> Brief 1
Answer these questions from the women's health quote roundup, one line each, marked (a), (b) and (c):
(a) According to the Center for Reproductive Rights, how many states have enacted or are expected to soon enact laws with admitting privileges requirements?
(b) How many bills are included in the Women's Equality Act?
(c) How many drugs for sexual dysfunction in men does the Even the Score campaign say FDA has approved?
> Brief 2
For each statement, marked (a), (b) and (c), say yes or no according to the women's health quote roundup, and quote the deciding words.
(a) Christie Petrone urged the New York Legislature to pass the Women's Equality Act bills as separate measures.
(b) New York Senate Democrats reintroduced the Women's Equality Act in May.
(c) Susan Scanlan is a founding member of the Even the Score campaign.
> Brief 3
Please carry the women's health quote roundup forward from its last sentence.

> Document section

-- Opening Marker --

June 13, 2014 — Our monthly quote roundup compiles notable comments from key stakeholders in women's health. In today's edition, we highlight dwindling abortion access in the South, the New York Women's Equality Act and more.
"With these restrictions, the United States is poised to become a country in which a woman's ability to make the private and personal medical decision best for herself and her family will be dependent upon where she happens to live." -- Planned Parenthood Action Fund President Cecile Richards, on the spread of laws across the South that require abortion doctors to have admitting privileges at nearby hospitals (CNN, 5/28). According to the Center for Reproductive Rights, 10 states have enacted or are expected to soon enact antiabortion-rights laws with admitting privileges requirements (Women's Health Policy Report, 5/29).
"We shouldn't be forced to ask, 'Which rights should we protect this year?' or 'In which areas of life can women wait to be equal?' A woman's rights, safety and equality aren't up for negotiation." -- NARAL Pro-Choice New York's Christie Petrone, urging the New York Legislature to pass the 10 bills included in the Women's Equality Act as a single package rather than separate measures (Poughkeepsie Journal, 5/20). New York Senate Democrats reintroduced the measure in May, after efforts to pass it as a complete package were derailed last year amid GOP resistance to an abortion provision (Women's Health Policy Report, 5/21).
"It's time for the FDA to act for women by approving the first-ever drug to treat the most common form of women's sexual dysfunction and open the field of research for a variety of treatment options to come." -- Susan Scanlan, founding member of the Even the Score campaign, urging FDA to approve a drug to treat hypoactive sexual desire disorder in women (The Hill, 6/4). The campaign accuses FDA of "persistent gender inequality" for approving more than 20 drugs for sexual dysfunction in men and none for similar conditions in women (Women's Health Policy Report, 6/6).

-- Closing Marker --

> Extracted material
-- Opening Marker --

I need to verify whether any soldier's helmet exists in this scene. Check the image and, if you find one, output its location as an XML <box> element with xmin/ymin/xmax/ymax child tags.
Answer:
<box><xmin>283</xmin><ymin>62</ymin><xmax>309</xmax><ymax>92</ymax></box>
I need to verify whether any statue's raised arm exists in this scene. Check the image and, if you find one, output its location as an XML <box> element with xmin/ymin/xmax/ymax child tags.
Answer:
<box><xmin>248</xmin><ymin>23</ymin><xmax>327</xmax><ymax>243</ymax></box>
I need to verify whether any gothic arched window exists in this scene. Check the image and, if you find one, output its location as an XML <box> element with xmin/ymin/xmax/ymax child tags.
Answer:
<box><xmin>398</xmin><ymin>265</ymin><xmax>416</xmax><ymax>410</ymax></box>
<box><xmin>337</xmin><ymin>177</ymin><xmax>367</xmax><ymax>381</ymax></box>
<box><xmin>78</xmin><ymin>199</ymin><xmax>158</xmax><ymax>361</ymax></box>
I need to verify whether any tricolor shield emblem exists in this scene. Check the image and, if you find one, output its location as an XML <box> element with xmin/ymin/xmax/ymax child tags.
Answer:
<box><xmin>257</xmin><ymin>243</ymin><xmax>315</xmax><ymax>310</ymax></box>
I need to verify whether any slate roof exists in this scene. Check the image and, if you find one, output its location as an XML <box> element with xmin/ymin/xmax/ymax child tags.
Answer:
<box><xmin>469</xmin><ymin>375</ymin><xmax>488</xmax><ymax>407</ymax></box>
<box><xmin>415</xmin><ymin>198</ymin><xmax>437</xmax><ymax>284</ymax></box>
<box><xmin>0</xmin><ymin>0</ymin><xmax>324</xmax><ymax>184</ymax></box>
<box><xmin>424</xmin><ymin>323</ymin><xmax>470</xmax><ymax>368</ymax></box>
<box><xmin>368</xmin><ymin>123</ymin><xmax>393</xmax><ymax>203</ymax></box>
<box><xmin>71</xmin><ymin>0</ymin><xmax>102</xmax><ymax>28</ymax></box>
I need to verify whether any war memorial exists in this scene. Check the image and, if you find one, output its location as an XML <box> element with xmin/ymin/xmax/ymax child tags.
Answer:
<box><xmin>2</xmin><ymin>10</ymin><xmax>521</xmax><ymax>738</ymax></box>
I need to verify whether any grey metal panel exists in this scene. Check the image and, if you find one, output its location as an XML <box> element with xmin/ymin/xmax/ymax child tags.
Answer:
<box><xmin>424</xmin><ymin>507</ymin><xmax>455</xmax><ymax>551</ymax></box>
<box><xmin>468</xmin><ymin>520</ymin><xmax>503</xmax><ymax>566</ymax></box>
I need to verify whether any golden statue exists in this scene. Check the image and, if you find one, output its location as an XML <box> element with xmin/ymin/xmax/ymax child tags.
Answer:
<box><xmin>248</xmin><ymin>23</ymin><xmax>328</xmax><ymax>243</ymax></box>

-- Closing Marker --

> Exercise result 1
(a) 10 states
(b) 10 bills
(c) More than 20

> Exercise result 2
(a) No: "as a single package rather than separate measures"
(b) Yes: "New York Senate Democrats reintroduced the measure in May"
(c) Yes: "founding member of the Even the Score campaign"

> Exercise result 3
"Governments are acknowledging there's a responsibility of the state to prevent violence against women -- even in the home -- and bring perpetrators to justice." -- Liesl Gerntholtz, executive director of the Women's Rights Division at Human Rights Watch, on the growing global awareness of violence against women. Women's rights advocates are lauding the increasing awareness, particularly as recent high-profile incidents garner activism and government responses (AP/Sacramento Bee, 5/31).
"The decision brings federal Medicare policy up to 21st-century standards for transgender people, and acknowledges that there's no scientific or medical basis for categorically excluding coverage of sex reassignment surgery for people who need it." -- Jennifer Levi, director of the Transgender Rights Project at Gay & Lesbian Advocates & Defenders, on Medicare's decision to cover gender-affirmation surgery in some cases. The change lifts a 33-year ban on covering such procedures (New York Times, 5/30).
"What you're talking about is having the government decide what happens to your loved one. ... That should be terrifying to people." -- Louisiana Sen. J.P. Morrell (D), on a state bill (HB 348) that would require health care providers to maintain medical care for pregnant women who are brain dead until birth if an obstetrician believes there is a reasonable chance the woman's body can sustain normal fetal development and a live birth (AP/Washington Times, 5/27). The bill is now before Gov. Bobby Jindal (R) (Women's Health Policy Report, 6/3).